Text block =>
/---
Please be gentle if you want to throw n-categorical stuff, or anything groupoid-esque, at me in response to this question!

During my PhD I did a fair bit of superficial reading around so-called "cotriple homology" or "comonad homology" - the idea being that on a nice category $\cal C$ carrying a comonad $(\bot,\varepsilon,\delta)$, for each object $A\in\cal C$ one can build a simplicial resolution of $A$ with the face and degeneracy maps built out of the data of the comonad. Here I am not assuming that $\cal C$ is abelian, but the question I will get round to is motivated by examples which are semi-abelian in the sense of Borceux and Bourn: I have in mind something like the framework described in Section 5.3 of van der Linden's thesis.

Anyway: given any functor $F$ from $\cal C$ to an abelian category $\cal M$, we can hit one of these simplicial resolutions with $F$ to get a simplicial object in $\cal M$, and then take its Moore complex to get a chain complex and thence homology groups (or, if $F$ is contravariant, we get a cosimplicial object and cohomology groups.) One classical example of this machinery in action is given by taking $\cal C$ to be the category of groups, fixing an abelian object $M\in \cal C$ - i.e. an abelian group - and then taking $F(G) = \operatorname{Hom}_{\cal C}(G,M)$ when we recover the usual group cohomology of $G$ with coefficients in $M$.
\---
Description of the task => List every person named in the post about comonad homology.

Extracted material =>
/---
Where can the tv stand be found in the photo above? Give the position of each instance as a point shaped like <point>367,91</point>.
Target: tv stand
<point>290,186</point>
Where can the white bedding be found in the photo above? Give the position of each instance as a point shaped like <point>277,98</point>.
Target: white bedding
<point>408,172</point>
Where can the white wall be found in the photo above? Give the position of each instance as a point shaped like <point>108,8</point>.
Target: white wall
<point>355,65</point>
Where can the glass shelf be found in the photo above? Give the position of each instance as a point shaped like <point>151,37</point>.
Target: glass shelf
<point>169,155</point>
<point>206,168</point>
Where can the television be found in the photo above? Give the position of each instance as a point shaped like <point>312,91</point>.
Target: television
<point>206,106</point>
\---
/---
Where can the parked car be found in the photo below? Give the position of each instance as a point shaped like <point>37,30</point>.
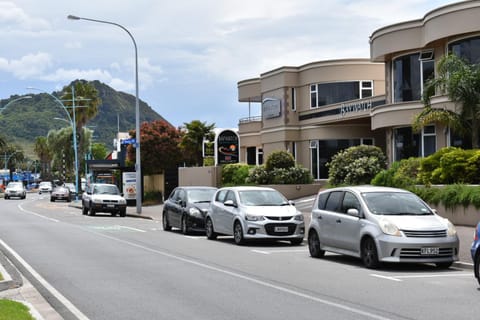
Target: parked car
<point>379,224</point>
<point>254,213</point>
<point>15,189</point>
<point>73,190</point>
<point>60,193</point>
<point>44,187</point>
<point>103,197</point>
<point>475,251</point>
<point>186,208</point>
\---
Response to this exercise => Borceux, Bourn, van der Linden